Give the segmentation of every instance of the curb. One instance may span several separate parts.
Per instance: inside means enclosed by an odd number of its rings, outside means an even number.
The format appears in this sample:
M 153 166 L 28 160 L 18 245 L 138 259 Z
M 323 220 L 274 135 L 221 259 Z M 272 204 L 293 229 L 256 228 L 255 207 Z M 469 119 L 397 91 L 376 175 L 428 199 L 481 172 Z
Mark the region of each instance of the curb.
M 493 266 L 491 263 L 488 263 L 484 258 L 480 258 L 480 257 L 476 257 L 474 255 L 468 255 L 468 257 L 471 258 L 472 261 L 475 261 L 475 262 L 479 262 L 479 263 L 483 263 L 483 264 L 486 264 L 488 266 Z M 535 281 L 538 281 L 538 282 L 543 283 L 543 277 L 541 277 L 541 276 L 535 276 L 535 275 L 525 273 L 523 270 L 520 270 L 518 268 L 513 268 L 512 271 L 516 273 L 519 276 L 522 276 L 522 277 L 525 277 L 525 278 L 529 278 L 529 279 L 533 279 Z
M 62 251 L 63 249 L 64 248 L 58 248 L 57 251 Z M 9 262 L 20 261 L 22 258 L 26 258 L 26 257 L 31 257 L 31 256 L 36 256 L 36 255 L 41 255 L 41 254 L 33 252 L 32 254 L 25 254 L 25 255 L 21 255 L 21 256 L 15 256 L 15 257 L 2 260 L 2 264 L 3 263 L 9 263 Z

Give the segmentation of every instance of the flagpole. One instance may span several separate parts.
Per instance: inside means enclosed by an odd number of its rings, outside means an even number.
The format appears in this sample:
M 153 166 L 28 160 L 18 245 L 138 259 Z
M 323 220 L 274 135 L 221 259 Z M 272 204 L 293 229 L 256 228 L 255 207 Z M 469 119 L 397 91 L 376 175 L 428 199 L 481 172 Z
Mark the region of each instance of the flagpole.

| Given task |
Substitute "sidewalk edge" for every "curb" in the items above and reproduce them with nothing else changed.

| Result of the exercise |
Give the segmentation of every instance of the sidewalk edge. One instance may span several separate parts.
Per instance: inside means enclosed by an odd number of its rings, outside means an even number.
The format appears in this sample:
M 153 166 L 28 160 L 18 245 L 138 259 Z
M 323 220 L 274 135 L 221 259 Z M 272 204 L 293 229 L 256 228 L 255 207 Z M 469 119 L 397 91 L 376 175 L 428 199 L 481 172 Z
Mark the region of each instance of the sidewalk edge.
M 493 266 L 491 263 L 488 263 L 484 258 L 480 258 L 480 257 L 476 257 L 474 255 L 468 255 L 468 257 L 471 258 L 472 261 L 475 261 L 475 262 L 479 262 L 479 263 L 483 263 L 483 264 L 486 264 L 488 266 Z M 535 281 L 538 281 L 538 282 L 543 283 L 543 277 L 541 277 L 541 276 L 535 276 L 535 275 L 525 273 L 523 270 L 520 270 L 518 268 L 513 268 L 512 271 L 516 273 L 519 276 L 522 276 L 522 277 L 525 277 L 525 278 L 529 278 L 529 279 L 533 279 Z
M 62 251 L 63 249 L 64 248 L 58 248 L 57 251 Z M 9 262 L 20 261 L 22 258 L 26 258 L 26 257 L 31 257 L 31 256 L 36 256 L 36 255 L 41 255 L 41 254 L 33 252 L 32 254 L 25 254 L 25 255 L 21 255 L 21 256 L 15 256 L 15 257 L 2 260 L 2 264 L 3 263 L 9 263 Z

Give the segmentation of every instance of the flagpole. One instance may span several separate parts.
Per instance: inside means enclosed by an odd number of its rings, outside means an even number.
The format appears in this sample:
M 153 166 L 28 160 L 18 245 L 138 259 Z
M 323 220 L 274 135 L 221 259 Z M 272 204 L 293 229 L 256 228 L 255 207 Z M 469 119 L 397 91 L 376 175 L 428 199 L 481 172 Z
Mark the region of each instance of the flagpole.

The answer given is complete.